**Request:**
Copy out word for word everything in the passage on the hidden Divine Essence from "There is also" down to "dense corporeal things.".

:: Document extract ::

Ibn ‘Arabí, Sadr al-Dín Qunawí and following them Mulla Sadra talk of the station of the non-conditioned being as the essence of Oneness in terms of the Hidden Ipseity (huwiyyah), the Absolute Hidden, the Essence of the Truth and the Essence of the Oneness. That is to say that the Essence of the Truth, in terms of non-entities, is referred to through the absolute in comparability.

“And it is He who has no name, definition or attribution, and is not subject to knowledge and perception.” Any existent which has a name, a definition and an attribution and which can be perceived and known is an intellectual or estimative concept, and this is not the case with the Truth. “And He is the Absolute unknown and hidden”. (p. 15)

He quotes from Sadr al-Dín Qunawí as saying that pure absoluteness is a negative quality which requires the negation of all rules, attributes and entities of the Divine Essence and the non delimitation and the non-restrictedness in an attribute, name or another entity[1].

There is also a well-known hadíth which is repeatedly quoted in books on gnosis and which Mulla Sadra also refers to in this book in two various versions (p.25 & p.63). This hadíth says that the Truth is hidden behind 70000 veils.[2].

Of course, as Mulla Sadra says, this indicates multipicity. Shaykh ‘Attar says:

He has more than thousands of veils,

Made of light and of darkness, before the door.

According to Mulla Sadra’s interpretation, the veils of light are the subtlest spiritual possible things and the dark veils represent dense corporeal things.

Nevertheless, determined and God-seeking men have proceeded to take the spiritual journey without observing the principle of suspension (ta‘til), which would lead man to an easy life. Every one, in accordance with his capability and capacity, proceeds to know Him, may that Dear take some of the veils off His face and do them a favor.

:::
:: Extracted information ::

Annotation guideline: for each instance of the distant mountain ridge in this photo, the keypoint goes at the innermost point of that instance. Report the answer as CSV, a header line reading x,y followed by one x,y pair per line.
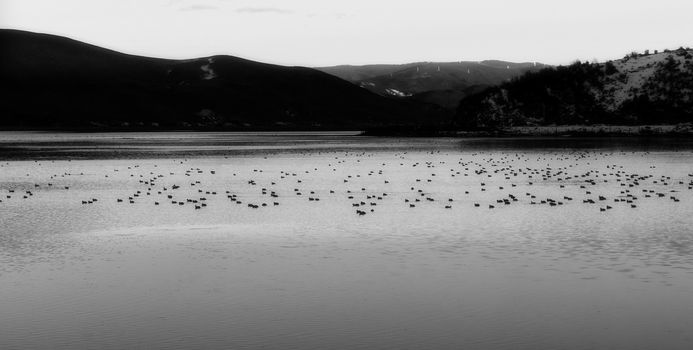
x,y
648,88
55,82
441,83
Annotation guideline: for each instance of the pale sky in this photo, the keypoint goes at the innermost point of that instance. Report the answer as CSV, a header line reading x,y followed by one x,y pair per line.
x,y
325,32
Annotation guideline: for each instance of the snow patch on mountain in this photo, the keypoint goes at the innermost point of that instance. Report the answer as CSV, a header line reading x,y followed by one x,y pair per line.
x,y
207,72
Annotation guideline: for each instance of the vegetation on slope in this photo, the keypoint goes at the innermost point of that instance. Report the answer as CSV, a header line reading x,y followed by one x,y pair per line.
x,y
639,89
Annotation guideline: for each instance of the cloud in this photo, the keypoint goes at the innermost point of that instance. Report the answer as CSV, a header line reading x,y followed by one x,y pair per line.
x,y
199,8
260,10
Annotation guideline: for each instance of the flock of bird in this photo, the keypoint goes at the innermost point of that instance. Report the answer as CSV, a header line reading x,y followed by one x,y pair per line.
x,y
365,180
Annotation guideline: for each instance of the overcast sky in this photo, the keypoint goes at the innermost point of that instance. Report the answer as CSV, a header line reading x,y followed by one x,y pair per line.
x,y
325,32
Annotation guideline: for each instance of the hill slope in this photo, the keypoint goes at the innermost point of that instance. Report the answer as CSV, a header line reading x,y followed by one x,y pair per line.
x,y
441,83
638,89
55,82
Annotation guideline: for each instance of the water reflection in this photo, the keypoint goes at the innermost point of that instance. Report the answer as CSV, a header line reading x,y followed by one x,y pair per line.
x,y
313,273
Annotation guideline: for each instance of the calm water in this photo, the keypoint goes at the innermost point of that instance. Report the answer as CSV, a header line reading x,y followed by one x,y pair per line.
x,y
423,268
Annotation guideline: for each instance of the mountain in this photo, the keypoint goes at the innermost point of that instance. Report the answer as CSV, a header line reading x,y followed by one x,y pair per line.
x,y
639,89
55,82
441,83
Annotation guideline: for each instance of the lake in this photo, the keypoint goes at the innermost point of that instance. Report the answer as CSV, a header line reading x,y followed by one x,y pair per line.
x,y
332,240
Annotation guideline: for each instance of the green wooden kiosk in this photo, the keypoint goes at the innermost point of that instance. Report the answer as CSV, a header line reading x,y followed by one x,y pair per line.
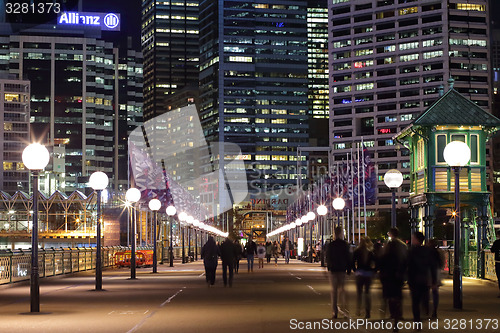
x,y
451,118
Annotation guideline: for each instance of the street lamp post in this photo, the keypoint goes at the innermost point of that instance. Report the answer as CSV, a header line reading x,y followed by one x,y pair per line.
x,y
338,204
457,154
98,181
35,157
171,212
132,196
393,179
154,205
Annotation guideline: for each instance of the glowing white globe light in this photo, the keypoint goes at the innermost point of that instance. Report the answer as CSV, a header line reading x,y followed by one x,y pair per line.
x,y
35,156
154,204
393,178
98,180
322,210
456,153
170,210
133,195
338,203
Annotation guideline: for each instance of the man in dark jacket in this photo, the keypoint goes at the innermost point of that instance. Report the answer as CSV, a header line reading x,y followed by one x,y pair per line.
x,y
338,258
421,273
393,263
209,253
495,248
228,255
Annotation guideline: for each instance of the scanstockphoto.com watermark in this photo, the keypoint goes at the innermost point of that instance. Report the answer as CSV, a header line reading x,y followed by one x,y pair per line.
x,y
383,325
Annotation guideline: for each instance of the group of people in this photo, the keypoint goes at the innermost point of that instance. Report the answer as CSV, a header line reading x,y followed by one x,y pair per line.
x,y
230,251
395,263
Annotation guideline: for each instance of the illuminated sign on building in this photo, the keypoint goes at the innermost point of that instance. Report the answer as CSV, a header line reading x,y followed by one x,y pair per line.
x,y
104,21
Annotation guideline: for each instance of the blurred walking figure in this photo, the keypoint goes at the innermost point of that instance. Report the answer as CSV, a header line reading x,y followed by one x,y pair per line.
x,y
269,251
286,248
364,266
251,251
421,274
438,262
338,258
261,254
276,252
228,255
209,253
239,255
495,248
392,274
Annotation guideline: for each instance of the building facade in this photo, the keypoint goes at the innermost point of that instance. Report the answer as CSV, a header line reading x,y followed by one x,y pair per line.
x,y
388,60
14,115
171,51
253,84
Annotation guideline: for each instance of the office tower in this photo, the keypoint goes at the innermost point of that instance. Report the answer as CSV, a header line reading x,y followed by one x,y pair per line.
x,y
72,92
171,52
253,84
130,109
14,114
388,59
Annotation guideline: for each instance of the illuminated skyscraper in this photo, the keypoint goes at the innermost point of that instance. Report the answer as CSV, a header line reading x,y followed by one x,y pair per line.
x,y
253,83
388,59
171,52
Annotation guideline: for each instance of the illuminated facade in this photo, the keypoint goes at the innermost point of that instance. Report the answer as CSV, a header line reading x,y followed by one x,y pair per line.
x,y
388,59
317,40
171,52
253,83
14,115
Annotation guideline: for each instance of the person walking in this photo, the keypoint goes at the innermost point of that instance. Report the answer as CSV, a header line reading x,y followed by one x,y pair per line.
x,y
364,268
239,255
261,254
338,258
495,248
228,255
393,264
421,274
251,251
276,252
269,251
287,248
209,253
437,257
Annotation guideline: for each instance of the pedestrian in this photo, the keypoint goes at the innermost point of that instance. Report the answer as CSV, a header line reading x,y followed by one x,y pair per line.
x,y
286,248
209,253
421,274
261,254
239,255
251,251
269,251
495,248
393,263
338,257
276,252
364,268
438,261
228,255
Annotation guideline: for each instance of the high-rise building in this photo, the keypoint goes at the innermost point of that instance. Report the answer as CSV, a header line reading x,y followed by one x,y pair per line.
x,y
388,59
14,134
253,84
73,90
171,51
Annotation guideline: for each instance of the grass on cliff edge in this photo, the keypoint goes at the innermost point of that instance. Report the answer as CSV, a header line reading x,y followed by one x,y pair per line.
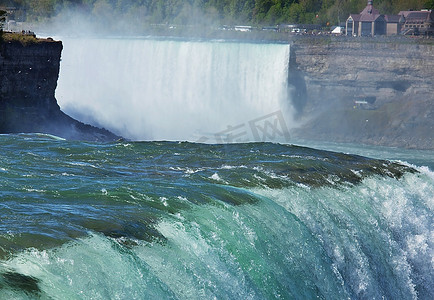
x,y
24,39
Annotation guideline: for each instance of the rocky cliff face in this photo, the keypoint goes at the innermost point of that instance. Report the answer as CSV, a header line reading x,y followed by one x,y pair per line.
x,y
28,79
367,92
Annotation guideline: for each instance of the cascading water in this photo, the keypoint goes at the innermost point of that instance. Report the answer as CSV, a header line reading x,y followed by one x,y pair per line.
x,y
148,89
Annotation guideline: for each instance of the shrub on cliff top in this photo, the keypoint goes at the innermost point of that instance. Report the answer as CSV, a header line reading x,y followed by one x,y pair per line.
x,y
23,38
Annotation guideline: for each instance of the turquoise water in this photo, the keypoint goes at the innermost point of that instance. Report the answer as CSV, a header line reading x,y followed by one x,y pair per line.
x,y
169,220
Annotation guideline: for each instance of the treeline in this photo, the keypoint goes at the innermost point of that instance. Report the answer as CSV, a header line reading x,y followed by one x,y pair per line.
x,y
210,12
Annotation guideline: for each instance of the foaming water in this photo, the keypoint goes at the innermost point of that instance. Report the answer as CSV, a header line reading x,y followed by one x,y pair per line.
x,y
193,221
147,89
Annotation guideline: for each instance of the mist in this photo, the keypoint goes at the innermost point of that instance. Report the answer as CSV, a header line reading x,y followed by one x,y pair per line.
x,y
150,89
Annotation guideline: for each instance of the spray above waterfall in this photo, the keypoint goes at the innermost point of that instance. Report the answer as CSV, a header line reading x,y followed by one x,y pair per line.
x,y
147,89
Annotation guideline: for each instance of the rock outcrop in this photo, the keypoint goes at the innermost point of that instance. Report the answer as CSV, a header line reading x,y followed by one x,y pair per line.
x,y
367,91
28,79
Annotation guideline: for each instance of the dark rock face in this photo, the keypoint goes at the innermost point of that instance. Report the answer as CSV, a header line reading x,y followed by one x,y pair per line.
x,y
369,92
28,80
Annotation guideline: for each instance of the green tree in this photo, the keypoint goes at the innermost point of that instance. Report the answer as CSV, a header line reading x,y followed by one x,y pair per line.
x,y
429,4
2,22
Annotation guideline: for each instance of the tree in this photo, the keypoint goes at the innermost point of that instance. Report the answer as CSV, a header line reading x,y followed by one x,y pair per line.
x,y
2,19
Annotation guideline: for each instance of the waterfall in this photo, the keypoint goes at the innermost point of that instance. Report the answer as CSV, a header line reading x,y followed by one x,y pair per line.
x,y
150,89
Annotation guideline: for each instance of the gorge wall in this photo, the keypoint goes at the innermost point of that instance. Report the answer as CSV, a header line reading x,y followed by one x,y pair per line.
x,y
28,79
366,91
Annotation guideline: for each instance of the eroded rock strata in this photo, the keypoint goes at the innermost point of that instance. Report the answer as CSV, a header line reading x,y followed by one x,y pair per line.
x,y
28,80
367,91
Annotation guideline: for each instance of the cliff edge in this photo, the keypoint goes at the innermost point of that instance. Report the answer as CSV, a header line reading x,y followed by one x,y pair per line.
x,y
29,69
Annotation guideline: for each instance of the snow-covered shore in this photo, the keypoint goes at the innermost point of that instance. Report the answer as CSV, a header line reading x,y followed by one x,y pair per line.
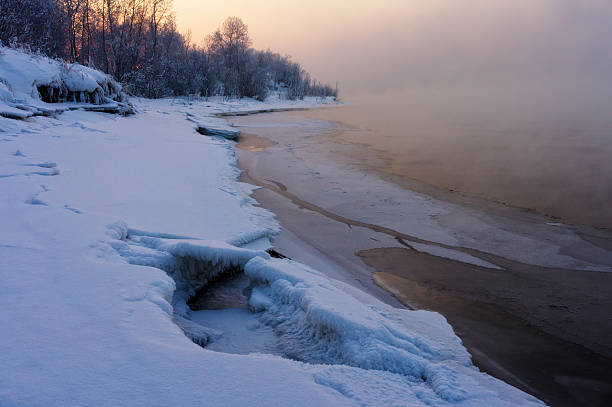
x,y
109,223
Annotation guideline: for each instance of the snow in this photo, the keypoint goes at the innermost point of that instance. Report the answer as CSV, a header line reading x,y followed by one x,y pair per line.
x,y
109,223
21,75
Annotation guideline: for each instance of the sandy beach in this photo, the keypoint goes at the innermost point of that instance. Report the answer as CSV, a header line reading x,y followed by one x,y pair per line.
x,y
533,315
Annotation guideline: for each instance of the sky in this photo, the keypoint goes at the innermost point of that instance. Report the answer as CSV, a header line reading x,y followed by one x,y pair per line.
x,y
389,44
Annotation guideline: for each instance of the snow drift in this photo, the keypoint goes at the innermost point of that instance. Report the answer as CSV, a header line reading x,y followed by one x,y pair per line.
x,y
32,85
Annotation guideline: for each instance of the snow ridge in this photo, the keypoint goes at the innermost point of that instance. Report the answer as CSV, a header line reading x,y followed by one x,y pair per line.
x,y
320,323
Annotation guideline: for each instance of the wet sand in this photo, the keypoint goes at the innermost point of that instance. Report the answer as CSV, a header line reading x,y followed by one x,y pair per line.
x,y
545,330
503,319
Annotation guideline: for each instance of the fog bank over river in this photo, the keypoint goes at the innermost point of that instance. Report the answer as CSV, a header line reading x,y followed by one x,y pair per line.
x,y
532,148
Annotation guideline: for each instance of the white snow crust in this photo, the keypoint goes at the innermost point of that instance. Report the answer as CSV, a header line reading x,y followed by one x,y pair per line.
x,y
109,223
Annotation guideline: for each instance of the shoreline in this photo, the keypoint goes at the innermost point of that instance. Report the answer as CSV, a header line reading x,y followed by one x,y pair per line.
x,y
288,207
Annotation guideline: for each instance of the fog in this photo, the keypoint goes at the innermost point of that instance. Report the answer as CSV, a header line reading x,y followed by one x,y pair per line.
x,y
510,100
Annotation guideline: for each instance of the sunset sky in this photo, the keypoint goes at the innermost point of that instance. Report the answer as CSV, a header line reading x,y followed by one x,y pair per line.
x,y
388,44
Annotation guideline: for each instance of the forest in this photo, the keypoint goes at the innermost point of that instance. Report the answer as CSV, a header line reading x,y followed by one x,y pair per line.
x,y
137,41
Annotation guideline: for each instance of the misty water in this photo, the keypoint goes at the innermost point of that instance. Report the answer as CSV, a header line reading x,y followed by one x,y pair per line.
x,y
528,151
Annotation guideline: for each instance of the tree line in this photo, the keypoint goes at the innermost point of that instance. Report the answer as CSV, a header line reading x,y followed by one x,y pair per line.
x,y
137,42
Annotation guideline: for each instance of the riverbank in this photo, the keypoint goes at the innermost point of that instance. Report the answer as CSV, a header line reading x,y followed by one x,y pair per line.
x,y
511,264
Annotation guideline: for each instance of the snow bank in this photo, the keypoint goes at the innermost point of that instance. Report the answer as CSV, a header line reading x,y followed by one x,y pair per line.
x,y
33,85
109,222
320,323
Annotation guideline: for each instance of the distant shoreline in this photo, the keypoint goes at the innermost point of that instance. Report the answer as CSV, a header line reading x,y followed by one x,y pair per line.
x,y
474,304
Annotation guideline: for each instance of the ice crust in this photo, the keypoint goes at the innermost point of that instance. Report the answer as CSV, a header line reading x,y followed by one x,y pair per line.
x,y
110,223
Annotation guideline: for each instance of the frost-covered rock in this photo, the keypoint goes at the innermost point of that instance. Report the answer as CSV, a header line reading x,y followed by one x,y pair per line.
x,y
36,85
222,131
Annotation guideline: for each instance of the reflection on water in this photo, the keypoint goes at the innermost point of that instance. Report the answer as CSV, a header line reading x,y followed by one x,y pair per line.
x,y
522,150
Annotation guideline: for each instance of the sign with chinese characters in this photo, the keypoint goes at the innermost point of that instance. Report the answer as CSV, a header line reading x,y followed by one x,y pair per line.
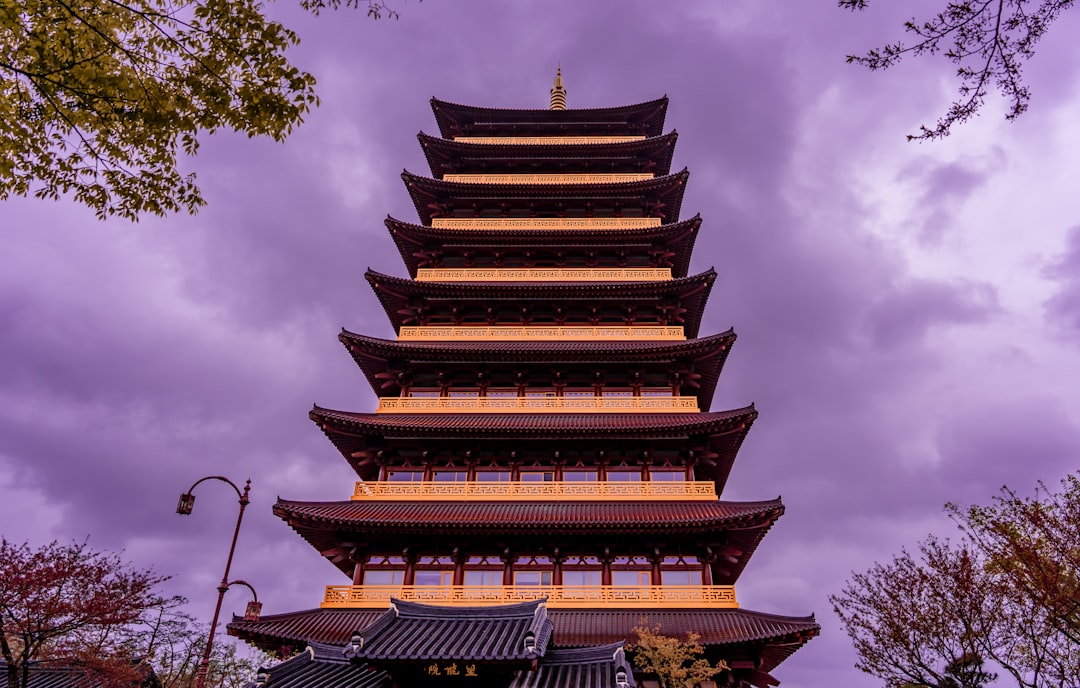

:::

**Exercise response:**
There is also a well-known hadíth which is repeatedly quoted in books on gnosis and which Mulla Sadra also refers to in this book in two various versions (p.25 & p.63). This hadíth says that the Truth is hidden behind 70000 veils.[2].

Of course, as Mulla Sadra says, this indicates multipicity. Shaykh ‘Attar says:

He has more than thousands of veils,

Made of light and of darkness, before the door.

According to Mulla Sadra’s interpretation, the veils of light are the subtlest spiritual possible things and the dark veils represent dense corporeal things.